Work instruction: Reproduce exactly the lines below, starting with the line that contains "point: the short dark" and ending with the last line of the records, both included, and nothing else.

<<<<

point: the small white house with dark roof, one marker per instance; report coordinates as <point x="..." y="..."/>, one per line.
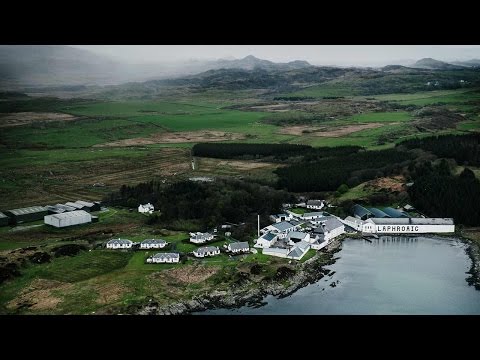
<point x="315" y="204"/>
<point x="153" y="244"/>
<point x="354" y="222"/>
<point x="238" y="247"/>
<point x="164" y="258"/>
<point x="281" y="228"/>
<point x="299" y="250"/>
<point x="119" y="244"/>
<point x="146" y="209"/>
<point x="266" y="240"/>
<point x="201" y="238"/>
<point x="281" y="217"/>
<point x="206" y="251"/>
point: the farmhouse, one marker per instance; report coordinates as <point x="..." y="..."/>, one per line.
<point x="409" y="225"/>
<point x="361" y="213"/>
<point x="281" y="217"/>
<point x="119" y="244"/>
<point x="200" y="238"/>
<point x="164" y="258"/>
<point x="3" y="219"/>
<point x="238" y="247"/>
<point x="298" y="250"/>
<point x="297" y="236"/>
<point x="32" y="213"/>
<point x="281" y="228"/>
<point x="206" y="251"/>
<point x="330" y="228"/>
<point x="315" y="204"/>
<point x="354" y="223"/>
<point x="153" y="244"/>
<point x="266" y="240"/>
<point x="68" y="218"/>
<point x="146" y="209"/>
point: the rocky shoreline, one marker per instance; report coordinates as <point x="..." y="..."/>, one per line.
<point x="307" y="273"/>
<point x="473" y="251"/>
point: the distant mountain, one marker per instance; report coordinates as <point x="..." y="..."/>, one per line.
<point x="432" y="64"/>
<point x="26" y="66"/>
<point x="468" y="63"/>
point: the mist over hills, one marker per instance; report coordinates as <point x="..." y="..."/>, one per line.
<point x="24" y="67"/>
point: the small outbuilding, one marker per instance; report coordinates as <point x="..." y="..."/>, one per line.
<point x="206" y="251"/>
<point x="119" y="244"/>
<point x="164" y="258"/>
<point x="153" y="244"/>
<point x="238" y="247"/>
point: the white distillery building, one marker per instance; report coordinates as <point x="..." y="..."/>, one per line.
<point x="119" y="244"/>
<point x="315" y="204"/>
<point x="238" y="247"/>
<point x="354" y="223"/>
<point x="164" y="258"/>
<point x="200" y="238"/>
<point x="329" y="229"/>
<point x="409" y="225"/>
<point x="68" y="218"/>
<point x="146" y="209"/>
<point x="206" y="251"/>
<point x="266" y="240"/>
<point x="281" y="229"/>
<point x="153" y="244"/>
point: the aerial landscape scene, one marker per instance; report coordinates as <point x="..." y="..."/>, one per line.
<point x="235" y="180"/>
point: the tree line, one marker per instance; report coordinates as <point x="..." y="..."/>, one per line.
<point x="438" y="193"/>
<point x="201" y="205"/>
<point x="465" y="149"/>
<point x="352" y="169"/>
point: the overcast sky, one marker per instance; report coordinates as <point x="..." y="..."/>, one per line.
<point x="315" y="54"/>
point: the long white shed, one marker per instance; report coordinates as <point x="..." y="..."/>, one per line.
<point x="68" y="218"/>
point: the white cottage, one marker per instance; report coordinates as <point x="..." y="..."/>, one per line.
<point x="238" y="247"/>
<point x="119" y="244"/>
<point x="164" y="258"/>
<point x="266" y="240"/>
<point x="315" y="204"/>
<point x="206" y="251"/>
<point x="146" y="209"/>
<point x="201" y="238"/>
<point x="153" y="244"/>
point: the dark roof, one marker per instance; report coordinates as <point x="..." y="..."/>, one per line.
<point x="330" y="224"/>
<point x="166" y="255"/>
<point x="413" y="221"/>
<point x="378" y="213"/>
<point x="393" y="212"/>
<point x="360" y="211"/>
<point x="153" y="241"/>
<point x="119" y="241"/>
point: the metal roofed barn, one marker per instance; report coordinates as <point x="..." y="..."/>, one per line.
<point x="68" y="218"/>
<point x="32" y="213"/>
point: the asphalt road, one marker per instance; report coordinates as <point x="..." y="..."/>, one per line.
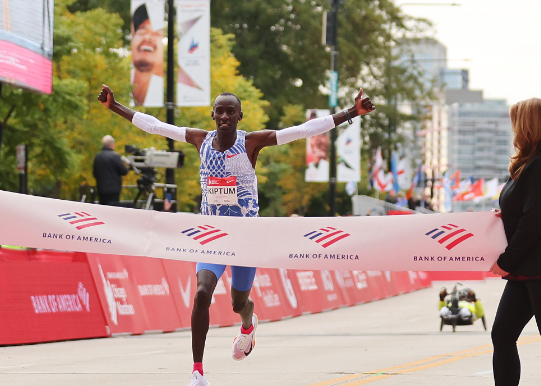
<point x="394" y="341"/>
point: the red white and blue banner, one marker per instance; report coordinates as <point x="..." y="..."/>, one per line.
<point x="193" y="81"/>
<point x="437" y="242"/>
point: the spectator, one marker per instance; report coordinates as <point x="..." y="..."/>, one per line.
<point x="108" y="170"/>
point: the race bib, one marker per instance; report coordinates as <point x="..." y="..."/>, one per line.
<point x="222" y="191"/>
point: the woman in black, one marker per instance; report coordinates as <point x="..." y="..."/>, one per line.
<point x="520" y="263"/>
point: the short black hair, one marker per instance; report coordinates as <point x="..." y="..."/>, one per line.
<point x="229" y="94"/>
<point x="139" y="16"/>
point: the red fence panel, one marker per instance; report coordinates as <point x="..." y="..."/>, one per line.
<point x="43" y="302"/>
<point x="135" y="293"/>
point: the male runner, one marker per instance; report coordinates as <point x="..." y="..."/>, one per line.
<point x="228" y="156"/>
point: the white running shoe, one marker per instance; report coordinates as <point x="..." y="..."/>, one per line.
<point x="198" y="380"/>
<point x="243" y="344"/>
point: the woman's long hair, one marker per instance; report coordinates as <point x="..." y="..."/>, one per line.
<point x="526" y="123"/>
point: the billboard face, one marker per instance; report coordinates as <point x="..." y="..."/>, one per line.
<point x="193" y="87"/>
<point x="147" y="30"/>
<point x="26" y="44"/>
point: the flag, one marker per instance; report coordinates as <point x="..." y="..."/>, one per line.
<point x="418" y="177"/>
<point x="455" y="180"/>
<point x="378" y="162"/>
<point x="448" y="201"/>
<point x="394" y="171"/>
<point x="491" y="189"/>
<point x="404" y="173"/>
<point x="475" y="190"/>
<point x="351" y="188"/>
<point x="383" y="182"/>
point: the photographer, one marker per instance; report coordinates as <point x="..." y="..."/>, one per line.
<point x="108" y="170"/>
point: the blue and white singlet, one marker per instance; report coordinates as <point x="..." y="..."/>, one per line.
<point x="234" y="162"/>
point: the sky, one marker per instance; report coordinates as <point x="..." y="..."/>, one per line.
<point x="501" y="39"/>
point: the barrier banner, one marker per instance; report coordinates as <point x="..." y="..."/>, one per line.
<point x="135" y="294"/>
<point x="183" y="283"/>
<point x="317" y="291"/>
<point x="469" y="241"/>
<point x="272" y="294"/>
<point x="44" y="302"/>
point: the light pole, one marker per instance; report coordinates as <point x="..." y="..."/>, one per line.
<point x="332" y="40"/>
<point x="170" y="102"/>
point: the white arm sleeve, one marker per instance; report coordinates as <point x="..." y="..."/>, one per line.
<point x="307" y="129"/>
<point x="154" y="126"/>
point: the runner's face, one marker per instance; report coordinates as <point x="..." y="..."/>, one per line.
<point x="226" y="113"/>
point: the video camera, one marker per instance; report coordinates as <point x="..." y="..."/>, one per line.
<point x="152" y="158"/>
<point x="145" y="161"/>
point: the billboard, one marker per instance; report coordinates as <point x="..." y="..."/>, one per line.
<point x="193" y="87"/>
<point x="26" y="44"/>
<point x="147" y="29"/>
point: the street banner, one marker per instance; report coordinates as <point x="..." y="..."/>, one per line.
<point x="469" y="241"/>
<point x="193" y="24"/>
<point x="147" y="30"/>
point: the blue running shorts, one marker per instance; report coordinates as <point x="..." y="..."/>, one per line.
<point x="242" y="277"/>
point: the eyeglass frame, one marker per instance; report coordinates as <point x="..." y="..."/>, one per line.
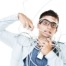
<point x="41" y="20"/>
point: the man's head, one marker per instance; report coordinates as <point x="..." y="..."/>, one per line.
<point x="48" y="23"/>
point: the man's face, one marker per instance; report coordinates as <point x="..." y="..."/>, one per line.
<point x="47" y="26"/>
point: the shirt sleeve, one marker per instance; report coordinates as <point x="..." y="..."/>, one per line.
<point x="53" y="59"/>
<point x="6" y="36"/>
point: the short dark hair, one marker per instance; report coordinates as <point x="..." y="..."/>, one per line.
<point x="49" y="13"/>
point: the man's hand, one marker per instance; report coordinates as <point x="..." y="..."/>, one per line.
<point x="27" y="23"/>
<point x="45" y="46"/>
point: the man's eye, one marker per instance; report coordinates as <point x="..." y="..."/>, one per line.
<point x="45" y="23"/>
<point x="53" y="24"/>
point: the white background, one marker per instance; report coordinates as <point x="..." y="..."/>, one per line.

>>>>

Your response:
point: the short dark hair, one marker per instance; report coordinates as <point x="..." y="..."/>, one per line.
<point x="49" y="13"/>
point: the man's hand, one marker per instance; report coordinates as <point x="..." y="..."/>, one per line.
<point x="27" y="23"/>
<point x="45" y="46"/>
point: the man's eye, one marker per instance; report coordinates as <point x="..." y="..."/>, one per line.
<point x="45" y="23"/>
<point x="53" y="24"/>
point: the white background, one marker per instance; report coordinates as <point x="..." y="..."/>, one per line.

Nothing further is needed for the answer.